─── 入力資料
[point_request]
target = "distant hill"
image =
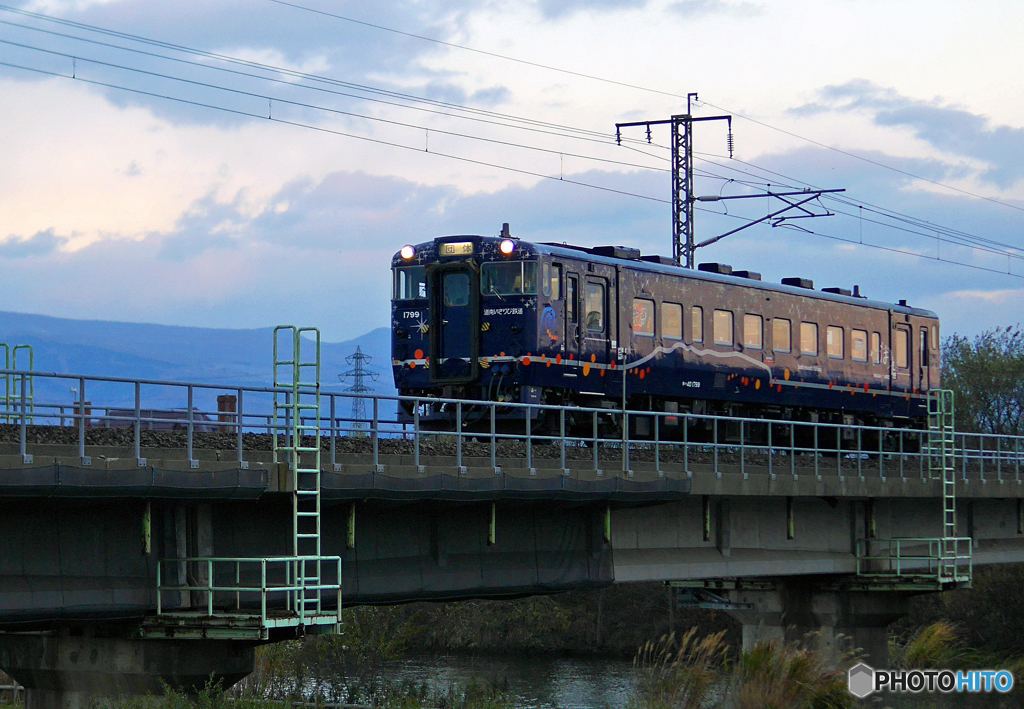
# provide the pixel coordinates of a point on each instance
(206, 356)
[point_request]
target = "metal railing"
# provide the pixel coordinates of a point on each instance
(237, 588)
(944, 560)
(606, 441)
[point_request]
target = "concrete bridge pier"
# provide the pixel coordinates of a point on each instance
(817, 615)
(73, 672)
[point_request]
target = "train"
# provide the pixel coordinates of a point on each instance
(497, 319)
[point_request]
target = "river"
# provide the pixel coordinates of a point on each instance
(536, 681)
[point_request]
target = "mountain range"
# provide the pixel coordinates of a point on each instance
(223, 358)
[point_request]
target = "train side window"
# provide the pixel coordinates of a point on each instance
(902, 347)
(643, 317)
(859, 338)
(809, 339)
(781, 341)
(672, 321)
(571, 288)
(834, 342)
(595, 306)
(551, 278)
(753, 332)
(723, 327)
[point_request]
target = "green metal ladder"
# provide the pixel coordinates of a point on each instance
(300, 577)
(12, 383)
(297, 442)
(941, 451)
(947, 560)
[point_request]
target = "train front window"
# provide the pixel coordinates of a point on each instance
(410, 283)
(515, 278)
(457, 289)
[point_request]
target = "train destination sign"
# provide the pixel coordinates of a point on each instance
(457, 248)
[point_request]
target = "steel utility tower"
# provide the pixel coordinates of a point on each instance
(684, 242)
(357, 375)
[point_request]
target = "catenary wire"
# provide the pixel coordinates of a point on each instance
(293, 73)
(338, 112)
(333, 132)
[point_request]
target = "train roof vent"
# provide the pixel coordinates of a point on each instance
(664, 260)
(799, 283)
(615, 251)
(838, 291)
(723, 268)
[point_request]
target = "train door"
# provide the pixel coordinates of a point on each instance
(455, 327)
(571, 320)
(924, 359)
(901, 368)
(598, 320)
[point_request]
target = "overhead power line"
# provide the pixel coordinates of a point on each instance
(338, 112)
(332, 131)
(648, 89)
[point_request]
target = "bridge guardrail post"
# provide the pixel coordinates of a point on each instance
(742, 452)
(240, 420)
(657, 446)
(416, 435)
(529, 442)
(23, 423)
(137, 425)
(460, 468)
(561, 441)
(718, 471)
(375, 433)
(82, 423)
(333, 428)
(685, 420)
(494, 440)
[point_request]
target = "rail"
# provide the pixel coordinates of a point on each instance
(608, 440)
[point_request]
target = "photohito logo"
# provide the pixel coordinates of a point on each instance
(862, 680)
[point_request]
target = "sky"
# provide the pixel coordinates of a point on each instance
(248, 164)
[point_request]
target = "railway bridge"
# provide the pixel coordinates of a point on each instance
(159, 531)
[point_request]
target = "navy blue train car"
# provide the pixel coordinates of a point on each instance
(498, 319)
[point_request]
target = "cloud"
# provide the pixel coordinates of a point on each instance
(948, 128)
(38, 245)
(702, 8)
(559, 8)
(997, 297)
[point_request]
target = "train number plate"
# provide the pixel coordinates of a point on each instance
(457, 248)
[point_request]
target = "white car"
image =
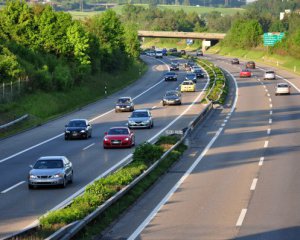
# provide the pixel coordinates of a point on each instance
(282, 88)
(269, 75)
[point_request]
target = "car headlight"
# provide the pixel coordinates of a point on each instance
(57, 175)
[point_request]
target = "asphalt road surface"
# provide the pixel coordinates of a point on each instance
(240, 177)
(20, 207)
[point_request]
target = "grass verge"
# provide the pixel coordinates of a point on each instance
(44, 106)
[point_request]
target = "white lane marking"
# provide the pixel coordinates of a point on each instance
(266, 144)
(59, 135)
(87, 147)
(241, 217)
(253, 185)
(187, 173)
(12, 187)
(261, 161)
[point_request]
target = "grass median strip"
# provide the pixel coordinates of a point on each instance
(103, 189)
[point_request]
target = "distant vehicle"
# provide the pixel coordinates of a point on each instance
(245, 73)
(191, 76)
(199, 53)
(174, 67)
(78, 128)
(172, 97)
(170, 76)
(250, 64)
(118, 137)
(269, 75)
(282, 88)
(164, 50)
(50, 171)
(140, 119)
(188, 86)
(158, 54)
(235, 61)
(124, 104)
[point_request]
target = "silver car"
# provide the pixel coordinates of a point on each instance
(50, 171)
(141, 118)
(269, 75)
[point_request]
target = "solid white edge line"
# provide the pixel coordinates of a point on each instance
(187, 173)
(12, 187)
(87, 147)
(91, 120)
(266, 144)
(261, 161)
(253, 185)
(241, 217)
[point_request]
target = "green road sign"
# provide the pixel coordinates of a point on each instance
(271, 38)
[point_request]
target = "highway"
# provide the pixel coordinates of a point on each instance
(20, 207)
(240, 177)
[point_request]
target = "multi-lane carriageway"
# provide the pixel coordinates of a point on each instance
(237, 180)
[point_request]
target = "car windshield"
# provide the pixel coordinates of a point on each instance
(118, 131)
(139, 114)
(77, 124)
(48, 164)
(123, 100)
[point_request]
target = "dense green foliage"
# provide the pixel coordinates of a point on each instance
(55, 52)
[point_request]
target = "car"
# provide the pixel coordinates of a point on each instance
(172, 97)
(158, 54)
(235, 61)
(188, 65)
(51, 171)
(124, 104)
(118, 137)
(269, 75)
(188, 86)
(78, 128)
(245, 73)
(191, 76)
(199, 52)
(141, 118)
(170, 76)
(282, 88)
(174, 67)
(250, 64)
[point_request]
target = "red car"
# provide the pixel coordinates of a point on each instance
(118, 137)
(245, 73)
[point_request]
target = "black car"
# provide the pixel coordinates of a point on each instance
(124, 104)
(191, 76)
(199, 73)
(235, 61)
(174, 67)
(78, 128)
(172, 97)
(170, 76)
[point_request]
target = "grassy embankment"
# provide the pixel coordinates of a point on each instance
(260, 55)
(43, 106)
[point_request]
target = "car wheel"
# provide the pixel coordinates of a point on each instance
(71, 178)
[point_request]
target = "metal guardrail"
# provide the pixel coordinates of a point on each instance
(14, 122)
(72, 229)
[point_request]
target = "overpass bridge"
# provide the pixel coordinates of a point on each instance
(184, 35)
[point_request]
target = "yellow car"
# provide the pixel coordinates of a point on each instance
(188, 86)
──────
§ **目標**
上の記録のうち、「metal」という語を含む行をすべて見つけて書き写してください。

§ **実行結果**
target = "metal railing"
target = "green metal ladder"
target = "metal guardrail"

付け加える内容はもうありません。